OBJECTIVE: How does the sentence "I loaded each file into a dataframe" from the forum thread read in Spanish?

SOURCE TEXT:
● ● ● ●

If you look at your validation loss it skyrockets in epoch 2 and still worse in worse in epoch 3 than it starts off at. Classic signs that LR is too high.

Also, what are you trying to predict? A Categorical or a Continuous dep. variable? You may need to update your DataBunch API code depending on the answer to that.

sascha · April 1, 2019, 7:55pm

Hi wgpubs,

thanks for your help.
Already tried without the callbacks and different learning rates by running lr finder.
But im always on 59% accuracy.
I try to predict a categorical (binary 0 or 1) value.

Now I tried to use XGBoost and guess what - the accuracy is 59,6 %

Maybe I messed up the pandas dataframes?
I have several csv files which are predicted training sets from several models.
Each file contains ID(filename) ,prediction (float between 0 and 1) and the label.

I loaded each file into a dataframe.
Set ID (filename of image) as index.
set_index(['id'])

Joined all frames together:

ptrain = pd.concat([df1, df2,df3,df4,df5], axis=1, join='inner')
ptrain.reset_index(inplace=True)

For the test data (predictions of testdata) i did the same.
I just added the missing column “label” with value 0 because they have no label.

After this i resetted the index “id” using
reset_index(inplace=True)
and removed the id column which contained only a unique filename for each row.

ptrain.head()

|label_1|label_2|label_3|label_4|label_5|label|

|0|0.064980|0.996665|0.119776|0.018277|0.006172|0|
|1|0.000265|0.000263|0.668452|0.010450|0.003120|1|
|2|0.012991|0.009983|0.000413|0.022464|0.006293|0|
|3|0.000280|0.999998|0.218882|0.019264|0.004348|0|
|4|0.011094|0.999940|0.663192|0.102229|0.012752|0|

Maybe i misunderstood the concept.

● ● ● ●

[Rows of box annotation data]
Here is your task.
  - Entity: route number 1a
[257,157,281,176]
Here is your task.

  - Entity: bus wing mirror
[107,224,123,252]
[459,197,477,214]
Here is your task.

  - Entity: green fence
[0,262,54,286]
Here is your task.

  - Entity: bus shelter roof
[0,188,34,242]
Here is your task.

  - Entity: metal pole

● ● ● ●

TASK RESPONSE: Cargué cada archivo en un dataframe.